Fragment uit bron —
- - -
200300693/1.
Datum uitspraak: 10 maart 2004
AFDELING
BESTUURSRECHTSPRAAK
Uitspraak in het geding tussen:
de stichting "Stichting Montessori-Onderwijs Monton", gevestigd te Amersfoort,
appellante,
de Minister van Onderwijs, Cultuur en Wetenschappen (thans: de Minister van Onderwijs, Cultuur en Wetenschap),
verweerder.
Bij besluit van 20 december 2002 heeft verweerder het plan van scholen basisonderwijs voor de periode 2003-2004 tot en met 2005-2006, zoals vastgesteld door de raad van de gemeente Almere bij zijn besluit van 27 juni 2002, niet goedgekeurd voorzover het betreft de onder punt 10 genoemde algemeen bijzondere basisschool, omdat niet aannemelijk is gemaakt dat de school overeenkomstig de artikelen 77 en 78 van de Wet op het primair onderwijs (hierna: WPO) zal worden bezocht door het ingevolge artikel 77 vereiste aantal leerlingen.
Tegen dit besluit heeft appellante bij brief, bij de Raad van State ingekomen op 31 januari 2003, beroep ingesteld. De gronden zijn aangevuld bij brief van 17 maart 2003.
- - -
Wat wordt gevraagd — Schrijf het stuk van de uitspraak van "200300693/1." tot "verweerder." letterlijk over. Baseer je alleen op de uitspraak hierboven.

Fragmenten uit gegevens over begrenzingskaders —
- - -
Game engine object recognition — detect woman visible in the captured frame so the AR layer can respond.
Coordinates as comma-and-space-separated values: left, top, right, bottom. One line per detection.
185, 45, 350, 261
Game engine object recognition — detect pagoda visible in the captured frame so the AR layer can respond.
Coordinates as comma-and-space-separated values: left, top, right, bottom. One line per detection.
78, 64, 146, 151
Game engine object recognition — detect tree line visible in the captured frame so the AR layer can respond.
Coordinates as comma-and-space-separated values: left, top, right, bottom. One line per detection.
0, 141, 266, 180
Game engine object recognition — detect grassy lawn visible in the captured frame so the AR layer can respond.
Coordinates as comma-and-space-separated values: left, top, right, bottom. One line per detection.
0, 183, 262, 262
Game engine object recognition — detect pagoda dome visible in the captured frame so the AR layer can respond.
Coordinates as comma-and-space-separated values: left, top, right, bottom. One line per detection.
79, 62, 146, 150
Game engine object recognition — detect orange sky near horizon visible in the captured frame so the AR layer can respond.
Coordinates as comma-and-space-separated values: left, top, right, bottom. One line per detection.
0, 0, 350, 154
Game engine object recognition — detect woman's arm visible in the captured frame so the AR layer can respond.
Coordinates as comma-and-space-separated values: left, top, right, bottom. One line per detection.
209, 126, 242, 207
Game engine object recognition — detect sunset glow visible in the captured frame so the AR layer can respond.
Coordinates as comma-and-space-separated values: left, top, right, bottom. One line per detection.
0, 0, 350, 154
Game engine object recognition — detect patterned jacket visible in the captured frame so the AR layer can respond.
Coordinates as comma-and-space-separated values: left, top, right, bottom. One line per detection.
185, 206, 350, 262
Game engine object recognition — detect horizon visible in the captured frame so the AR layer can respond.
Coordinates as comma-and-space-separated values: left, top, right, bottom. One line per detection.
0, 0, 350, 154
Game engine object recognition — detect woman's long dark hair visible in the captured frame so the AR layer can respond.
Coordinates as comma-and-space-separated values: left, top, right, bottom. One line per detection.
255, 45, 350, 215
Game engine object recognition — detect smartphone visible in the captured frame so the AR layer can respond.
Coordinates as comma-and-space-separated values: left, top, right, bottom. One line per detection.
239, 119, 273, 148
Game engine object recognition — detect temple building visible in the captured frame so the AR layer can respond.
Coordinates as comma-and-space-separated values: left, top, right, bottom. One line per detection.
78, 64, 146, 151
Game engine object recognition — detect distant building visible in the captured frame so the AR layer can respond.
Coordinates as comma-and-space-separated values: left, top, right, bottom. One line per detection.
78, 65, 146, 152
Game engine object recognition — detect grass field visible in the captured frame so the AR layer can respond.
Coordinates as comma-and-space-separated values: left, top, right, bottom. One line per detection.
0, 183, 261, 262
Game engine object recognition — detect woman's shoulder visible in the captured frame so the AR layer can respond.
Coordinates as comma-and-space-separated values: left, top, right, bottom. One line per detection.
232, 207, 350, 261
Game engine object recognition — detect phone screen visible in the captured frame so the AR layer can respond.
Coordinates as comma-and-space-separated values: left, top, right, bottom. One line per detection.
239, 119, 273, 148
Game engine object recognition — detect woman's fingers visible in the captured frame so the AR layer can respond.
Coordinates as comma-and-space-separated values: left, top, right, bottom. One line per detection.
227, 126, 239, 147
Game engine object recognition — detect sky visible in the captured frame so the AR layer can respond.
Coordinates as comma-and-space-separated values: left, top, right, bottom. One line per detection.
- - -
Oplossing —
200300693/1.
Datum uitspraak: 10 maart 2004
AFDELING
BESTUURSRECHTSPRAAK
Uitspraak in het geding tussen:
de stichting "Stichting Montessori-Onderwijs Monton", gevestigd te Amersfoort,
appellante,
de Minister van Onderwijs, Cultuur en Wetenschappen (thans: de Minister van Onderwijs, Cultuur en Wetenschap),
verweerder.